Give the number of lines in the material below that hold "rough", and nothing besides.

Records provided
*-*-*

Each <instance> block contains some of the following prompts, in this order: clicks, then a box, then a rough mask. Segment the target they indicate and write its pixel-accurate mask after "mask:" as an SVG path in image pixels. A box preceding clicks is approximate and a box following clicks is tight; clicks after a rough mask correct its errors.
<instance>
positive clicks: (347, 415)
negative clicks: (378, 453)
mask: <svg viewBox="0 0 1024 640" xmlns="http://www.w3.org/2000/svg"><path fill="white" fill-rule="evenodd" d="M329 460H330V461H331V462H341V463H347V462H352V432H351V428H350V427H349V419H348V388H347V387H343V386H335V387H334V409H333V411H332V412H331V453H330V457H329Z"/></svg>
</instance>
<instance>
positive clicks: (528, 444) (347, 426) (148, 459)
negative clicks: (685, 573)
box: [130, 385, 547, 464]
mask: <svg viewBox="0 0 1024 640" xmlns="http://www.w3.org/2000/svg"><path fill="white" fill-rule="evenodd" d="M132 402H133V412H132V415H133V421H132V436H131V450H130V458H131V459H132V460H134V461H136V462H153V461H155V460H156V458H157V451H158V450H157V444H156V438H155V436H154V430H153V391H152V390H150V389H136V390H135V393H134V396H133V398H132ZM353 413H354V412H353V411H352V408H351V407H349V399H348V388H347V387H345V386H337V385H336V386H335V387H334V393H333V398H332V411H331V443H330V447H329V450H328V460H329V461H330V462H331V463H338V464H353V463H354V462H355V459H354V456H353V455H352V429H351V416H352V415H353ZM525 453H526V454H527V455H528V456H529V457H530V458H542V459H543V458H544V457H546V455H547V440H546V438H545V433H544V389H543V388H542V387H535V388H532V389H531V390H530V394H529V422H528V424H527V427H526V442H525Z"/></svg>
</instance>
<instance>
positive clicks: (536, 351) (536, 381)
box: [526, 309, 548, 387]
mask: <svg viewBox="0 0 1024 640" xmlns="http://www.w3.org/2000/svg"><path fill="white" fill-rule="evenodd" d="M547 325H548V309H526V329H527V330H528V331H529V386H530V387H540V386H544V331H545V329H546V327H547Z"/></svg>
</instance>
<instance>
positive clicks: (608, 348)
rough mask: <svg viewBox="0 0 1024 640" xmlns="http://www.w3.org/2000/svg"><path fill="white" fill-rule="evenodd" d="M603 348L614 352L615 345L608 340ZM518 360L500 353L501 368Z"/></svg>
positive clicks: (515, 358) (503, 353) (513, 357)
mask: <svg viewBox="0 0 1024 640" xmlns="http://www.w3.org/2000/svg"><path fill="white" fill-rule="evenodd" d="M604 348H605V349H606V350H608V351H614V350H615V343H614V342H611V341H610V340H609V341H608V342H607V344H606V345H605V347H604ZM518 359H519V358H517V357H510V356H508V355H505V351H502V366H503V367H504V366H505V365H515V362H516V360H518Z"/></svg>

*-*-*

Output for this exercise
2